:: Set task ::
Pick out every line below that contains the string "number", and copy each one. Case counts.

:: Listed entries ::
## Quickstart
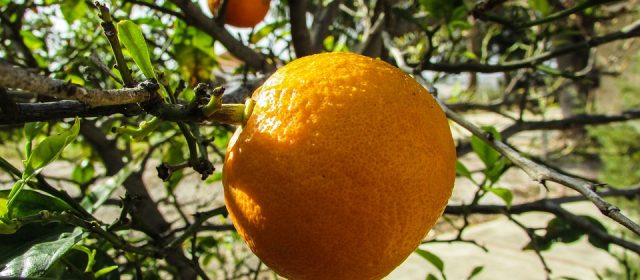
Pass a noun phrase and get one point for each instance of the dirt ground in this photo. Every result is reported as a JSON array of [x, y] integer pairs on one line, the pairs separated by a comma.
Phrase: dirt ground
[[505, 258]]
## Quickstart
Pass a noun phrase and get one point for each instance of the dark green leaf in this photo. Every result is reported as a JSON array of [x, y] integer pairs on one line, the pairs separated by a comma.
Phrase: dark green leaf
[[131, 37], [431, 277], [486, 153], [31, 202], [105, 271], [34, 248], [462, 170], [538, 242], [476, 270], [31, 130], [83, 173], [50, 149], [433, 259], [541, 6], [594, 240], [560, 230], [73, 10], [496, 171], [100, 193]]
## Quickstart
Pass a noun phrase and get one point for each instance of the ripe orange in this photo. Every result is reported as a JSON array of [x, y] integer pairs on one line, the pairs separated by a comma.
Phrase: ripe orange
[[341, 170], [242, 13]]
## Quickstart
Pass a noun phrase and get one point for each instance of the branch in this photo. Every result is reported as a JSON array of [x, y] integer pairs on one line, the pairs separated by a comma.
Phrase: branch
[[111, 33], [67, 218], [18, 78], [553, 206], [48, 111], [158, 8], [542, 173], [299, 31], [552, 17], [235, 47], [201, 218], [629, 31], [321, 23], [571, 122]]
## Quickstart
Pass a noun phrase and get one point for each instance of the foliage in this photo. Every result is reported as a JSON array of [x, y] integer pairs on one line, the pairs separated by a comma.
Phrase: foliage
[[66, 163]]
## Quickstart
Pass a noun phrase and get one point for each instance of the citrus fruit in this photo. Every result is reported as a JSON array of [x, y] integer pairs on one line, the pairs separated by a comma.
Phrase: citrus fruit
[[342, 168], [242, 13]]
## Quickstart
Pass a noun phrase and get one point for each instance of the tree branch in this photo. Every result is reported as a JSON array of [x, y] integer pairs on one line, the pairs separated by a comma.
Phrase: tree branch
[[552, 206], [629, 31], [542, 173], [321, 23], [18, 78], [235, 47], [299, 31]]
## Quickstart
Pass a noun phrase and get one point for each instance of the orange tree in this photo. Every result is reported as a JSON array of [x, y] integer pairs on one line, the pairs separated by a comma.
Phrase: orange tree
[[115, 117]]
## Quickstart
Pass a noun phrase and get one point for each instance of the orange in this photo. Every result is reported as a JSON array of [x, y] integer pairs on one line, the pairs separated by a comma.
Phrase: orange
[[242, 13], [342, 168]]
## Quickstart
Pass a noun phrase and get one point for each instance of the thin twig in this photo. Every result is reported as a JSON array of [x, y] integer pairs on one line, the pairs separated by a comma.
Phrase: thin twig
[[542, 173]]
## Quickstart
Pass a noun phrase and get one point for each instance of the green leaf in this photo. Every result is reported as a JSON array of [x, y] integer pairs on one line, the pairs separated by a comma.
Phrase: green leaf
[[131, 37], [486, 153], [541, 6], [471, 55], [431, 277], [73, 10], [496, 171], [559, 229], [34, 248], [462, 170], [100, 193], [433, 259], [266, 30], [476, 270], [504, 194], [31, 130], [50, 149], [83, 173], [594, 240], [28, 203], [104, 271]]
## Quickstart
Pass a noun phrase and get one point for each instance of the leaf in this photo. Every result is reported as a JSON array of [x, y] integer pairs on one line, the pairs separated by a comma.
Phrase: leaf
[[266, 30], [541, 6], [559, 229], [471, 55], [83, 173], [27, 203], [476, 270], [34, 248], [496, 171], [104, 271], [485, 152], [431, 277], [462, 170], [73, 10], [594, 240], [100, 193], [131, 37], [50, 149], [505, 194], [433, 259], [31, 130]]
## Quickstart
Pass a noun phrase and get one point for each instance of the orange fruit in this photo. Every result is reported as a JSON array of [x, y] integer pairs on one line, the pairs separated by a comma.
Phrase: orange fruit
[[342, 168], [242, 13]]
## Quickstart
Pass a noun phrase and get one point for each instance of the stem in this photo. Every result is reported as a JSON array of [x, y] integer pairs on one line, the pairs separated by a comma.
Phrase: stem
[[112, 35]]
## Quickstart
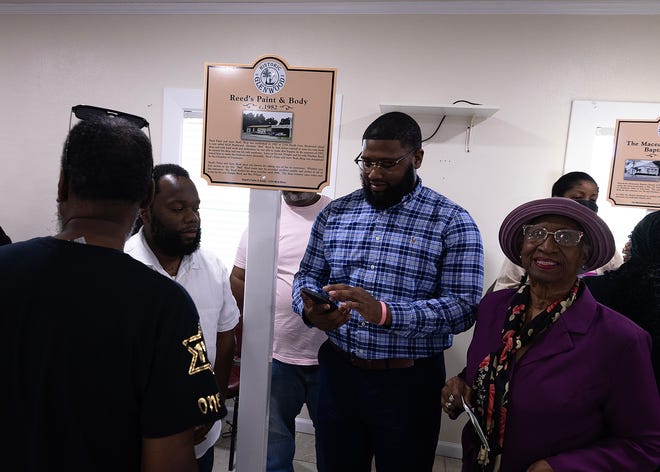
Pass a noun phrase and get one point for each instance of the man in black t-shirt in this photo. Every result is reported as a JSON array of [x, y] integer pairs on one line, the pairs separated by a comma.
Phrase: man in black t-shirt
[[104, 364]]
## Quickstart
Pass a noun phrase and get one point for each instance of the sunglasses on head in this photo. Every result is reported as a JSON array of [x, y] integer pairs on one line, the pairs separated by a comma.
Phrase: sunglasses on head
[[90, 113]]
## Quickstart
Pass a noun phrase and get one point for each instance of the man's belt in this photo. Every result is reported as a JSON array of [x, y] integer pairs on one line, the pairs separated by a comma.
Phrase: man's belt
[[373, 364]]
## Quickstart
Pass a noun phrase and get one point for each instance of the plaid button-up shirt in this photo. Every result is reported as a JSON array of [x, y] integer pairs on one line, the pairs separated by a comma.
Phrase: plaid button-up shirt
[[423, 257]]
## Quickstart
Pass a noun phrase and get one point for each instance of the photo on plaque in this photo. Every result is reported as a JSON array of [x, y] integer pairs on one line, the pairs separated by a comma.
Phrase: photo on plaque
[[267, 126], [643, 170]]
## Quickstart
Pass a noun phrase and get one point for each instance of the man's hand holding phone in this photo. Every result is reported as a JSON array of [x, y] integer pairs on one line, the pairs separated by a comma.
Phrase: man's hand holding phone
[[321, 311]]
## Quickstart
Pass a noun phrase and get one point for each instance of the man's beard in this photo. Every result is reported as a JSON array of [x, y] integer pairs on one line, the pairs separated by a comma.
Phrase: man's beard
[[169, 242], [393, 193]]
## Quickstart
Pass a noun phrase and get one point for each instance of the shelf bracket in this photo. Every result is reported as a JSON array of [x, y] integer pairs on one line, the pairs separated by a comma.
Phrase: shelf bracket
[[468, 134]]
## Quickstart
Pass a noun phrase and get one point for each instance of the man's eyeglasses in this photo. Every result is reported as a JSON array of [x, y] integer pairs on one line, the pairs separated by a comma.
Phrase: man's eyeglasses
[[89, 112], [563, 237], [367, 164]]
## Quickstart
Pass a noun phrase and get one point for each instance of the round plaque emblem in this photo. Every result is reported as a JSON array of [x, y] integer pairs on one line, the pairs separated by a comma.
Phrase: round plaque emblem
[[269, 77]]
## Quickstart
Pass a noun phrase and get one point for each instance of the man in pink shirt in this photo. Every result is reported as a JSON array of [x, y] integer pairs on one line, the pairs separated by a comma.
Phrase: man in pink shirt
[[294, 378]]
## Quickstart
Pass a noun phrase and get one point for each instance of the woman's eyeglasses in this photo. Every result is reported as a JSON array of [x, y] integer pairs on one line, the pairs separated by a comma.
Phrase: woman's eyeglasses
[[367, 164], [563, 237], [89, 112]]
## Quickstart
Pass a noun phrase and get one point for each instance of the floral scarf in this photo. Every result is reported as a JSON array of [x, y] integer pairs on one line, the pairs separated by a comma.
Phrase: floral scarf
[[491, 384]]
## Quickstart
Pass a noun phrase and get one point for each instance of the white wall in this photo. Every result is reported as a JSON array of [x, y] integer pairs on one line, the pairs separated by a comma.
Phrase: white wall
[[529, 66]]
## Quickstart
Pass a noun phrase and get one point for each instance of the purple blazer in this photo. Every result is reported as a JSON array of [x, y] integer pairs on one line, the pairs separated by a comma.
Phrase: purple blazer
[[583, 397]]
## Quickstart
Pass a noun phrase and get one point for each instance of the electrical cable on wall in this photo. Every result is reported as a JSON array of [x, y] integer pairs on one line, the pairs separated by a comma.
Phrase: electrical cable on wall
[[445, 116]]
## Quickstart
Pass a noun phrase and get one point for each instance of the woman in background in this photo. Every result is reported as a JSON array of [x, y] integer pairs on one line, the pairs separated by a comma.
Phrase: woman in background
[[634, 288]]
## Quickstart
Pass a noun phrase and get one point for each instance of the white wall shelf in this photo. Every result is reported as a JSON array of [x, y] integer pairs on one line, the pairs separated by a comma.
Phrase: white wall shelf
[[474, 113]]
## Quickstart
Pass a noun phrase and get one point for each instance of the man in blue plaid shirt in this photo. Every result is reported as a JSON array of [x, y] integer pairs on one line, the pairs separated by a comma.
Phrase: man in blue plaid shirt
[[405, 266]]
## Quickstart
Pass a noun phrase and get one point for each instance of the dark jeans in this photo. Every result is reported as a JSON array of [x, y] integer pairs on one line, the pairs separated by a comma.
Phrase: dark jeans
[[392, 415], [205, 463]]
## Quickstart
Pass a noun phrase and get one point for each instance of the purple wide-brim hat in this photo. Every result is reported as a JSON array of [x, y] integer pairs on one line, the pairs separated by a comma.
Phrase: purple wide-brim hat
[[596, 230]]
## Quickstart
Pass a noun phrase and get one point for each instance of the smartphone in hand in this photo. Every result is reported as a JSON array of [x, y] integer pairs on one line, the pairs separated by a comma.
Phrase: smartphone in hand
[[319, 298]]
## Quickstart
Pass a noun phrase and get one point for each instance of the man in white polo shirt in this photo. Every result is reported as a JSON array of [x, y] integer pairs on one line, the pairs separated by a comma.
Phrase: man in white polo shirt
[[168, 242]]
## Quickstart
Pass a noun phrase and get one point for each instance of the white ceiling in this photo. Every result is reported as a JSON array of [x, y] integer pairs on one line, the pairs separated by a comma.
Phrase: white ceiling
[[577, 7]]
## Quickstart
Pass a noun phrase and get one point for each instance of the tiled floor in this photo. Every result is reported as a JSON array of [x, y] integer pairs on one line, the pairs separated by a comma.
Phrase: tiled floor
[[305, 458]]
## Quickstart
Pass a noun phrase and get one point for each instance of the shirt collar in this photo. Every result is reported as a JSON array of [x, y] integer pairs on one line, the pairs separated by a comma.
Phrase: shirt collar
[[148, 258]]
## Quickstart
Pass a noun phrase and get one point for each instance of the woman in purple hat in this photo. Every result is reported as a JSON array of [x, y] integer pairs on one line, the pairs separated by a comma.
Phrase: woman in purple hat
[[557, 381]]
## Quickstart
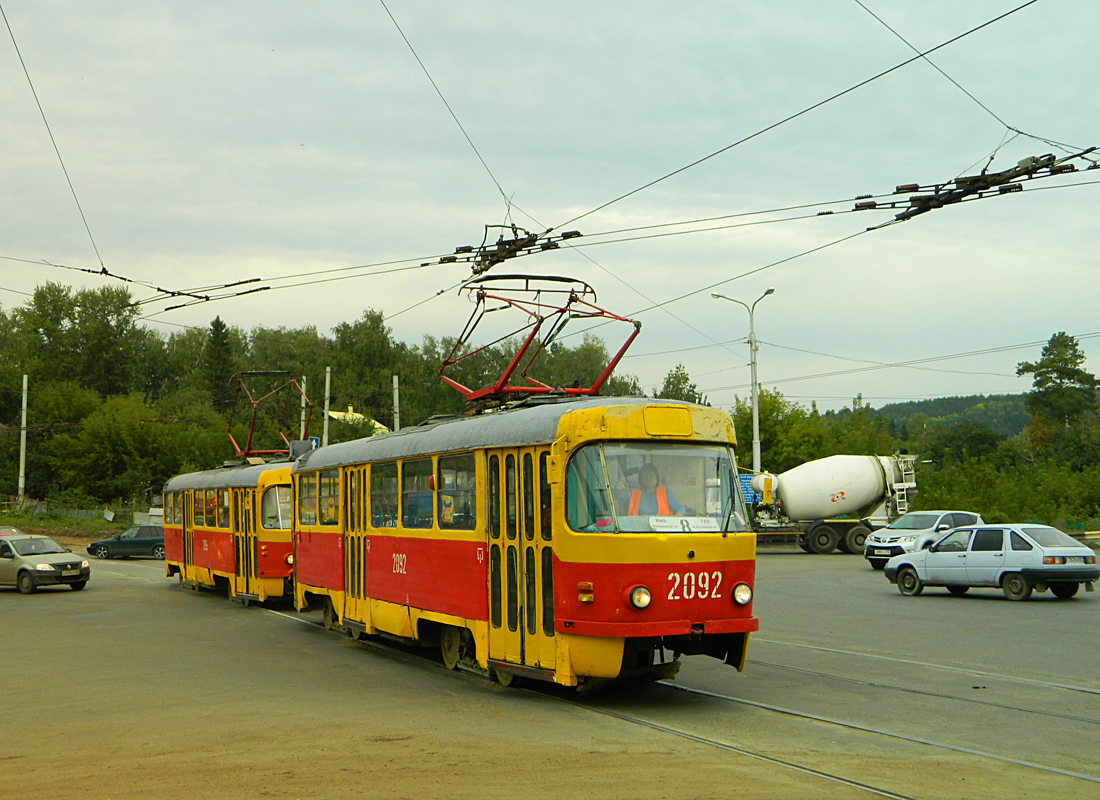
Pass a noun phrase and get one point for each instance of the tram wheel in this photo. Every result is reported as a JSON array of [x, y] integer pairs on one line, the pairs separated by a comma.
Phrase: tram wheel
[[450, 646], [330, 615]]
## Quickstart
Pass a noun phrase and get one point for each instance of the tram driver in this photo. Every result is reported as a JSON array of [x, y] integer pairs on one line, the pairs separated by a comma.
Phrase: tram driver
[[651, 499]]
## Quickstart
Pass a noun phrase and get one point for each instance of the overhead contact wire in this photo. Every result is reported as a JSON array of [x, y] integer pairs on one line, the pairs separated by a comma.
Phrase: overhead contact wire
[[800, 113], [52, 140]]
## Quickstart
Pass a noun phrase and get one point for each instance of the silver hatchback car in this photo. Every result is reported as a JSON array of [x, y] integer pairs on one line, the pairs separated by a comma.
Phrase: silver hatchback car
[[1016, 558], [913, 532]]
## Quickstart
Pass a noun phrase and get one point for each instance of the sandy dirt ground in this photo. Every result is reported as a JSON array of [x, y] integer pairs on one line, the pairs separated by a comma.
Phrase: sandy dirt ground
[[136, 688]]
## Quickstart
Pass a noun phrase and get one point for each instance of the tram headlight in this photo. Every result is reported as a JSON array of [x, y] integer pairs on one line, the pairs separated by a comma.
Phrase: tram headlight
[[640, 596], [743, 594]]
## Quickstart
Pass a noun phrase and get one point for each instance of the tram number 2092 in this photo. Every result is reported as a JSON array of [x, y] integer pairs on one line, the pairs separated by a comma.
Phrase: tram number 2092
[[691, 585]]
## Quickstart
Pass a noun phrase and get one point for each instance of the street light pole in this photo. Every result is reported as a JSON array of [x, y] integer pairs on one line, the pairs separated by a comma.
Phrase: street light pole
[[752, 354]]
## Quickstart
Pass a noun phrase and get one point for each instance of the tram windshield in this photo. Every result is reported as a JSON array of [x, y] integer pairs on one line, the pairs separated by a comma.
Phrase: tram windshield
[[666, 488]]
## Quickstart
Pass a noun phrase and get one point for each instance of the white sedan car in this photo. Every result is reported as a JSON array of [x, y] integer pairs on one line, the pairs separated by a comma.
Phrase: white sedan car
[[1016, 558]]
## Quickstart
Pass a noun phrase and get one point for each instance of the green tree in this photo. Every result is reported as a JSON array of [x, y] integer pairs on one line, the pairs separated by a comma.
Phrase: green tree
[[789, 434], [1062, 388], [678, 385], [219, 365]]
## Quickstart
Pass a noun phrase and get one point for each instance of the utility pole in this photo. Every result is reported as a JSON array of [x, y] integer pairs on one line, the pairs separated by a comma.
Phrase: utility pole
[[397, 406], [301, 424], [328, 386], [756, 390], [22, 450]]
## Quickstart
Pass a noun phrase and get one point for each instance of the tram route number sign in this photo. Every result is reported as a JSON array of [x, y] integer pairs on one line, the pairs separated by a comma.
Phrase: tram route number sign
[[694, 585], [683, 525]]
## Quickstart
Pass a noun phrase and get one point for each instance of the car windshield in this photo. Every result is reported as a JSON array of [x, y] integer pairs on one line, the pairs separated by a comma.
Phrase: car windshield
[[1052, 537], [914, 522], [36, 547], [653, 488]]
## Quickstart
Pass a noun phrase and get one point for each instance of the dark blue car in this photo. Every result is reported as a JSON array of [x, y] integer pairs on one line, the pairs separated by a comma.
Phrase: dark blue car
[[139, 540]]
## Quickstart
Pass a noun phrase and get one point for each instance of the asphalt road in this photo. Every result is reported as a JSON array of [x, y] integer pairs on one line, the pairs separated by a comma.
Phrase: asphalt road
[[136, 687]]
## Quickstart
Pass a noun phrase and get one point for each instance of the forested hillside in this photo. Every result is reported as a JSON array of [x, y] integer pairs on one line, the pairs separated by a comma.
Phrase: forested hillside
[[1001, 413], [117, 408]]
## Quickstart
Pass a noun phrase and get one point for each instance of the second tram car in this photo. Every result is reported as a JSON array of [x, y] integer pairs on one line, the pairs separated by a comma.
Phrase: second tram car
[[231, 528], [519, 540]]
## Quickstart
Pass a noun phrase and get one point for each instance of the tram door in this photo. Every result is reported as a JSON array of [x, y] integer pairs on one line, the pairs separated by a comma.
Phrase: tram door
[[188, 522], [244, 543], [517, 629]]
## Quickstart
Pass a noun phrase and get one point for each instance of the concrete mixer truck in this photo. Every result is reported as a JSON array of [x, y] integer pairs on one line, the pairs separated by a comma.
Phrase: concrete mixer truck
[[833, 502]]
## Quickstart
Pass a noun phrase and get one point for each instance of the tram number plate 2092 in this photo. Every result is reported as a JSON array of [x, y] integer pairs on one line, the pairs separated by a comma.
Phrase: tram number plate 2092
[[692, 585]]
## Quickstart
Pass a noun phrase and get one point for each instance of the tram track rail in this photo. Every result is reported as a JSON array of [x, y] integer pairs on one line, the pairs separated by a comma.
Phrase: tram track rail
[[793, 713], [927, 693], [944, 667], [882, 732]]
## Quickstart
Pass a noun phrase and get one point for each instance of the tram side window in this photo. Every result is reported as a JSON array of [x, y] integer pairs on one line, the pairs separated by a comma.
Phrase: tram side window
[[351, 499], [330, 497], [416, 494], [307, 499], [494, 496], [210, 507], [275, 508], [222, 499], [384, 495], [545, 495], [587, 505], [457, 492]]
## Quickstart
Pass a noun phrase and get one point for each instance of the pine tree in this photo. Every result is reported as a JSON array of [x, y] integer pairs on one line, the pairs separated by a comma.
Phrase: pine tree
[[219, 366]]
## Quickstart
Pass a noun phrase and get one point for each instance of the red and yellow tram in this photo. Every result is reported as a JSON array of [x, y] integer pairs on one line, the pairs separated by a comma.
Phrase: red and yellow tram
[[231, 529], [518, 540]]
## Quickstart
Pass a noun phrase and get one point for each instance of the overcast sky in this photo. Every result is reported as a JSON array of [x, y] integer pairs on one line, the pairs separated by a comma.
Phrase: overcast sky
[[211, 142]]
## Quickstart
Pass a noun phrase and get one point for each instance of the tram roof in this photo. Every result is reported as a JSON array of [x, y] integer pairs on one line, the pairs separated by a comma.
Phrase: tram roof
[[510, 427], [224, 478]]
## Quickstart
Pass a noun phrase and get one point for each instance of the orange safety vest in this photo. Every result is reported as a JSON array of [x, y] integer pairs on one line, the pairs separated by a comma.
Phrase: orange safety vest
[[662, 502]]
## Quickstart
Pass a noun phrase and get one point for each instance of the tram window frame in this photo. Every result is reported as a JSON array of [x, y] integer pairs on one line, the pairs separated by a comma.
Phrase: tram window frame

:: The solution ::
Pass a noun phrase and get one point for each instance of the tram number 2092 in this photo. Every result is reported as a JSON array of [x, y] integer pairs on one line, the pairs separated by a comma.
Phrase: tram number 2092
Pass a noun phrase and get one point for each instance of the tram route number sign in this photo. Every result is reported as a JSON array of [x, y] integer pairs on one line, the pairs separated by a comma.
Phrase: tram route number sign
Pass a noun phrase and get one point for each instance of the tram number plate 2092 in this photo. Every result is reported as a JSON array of [x, y] integer pairs on one line, the pairs separated by a comma.
Phrase: tram number plate 2092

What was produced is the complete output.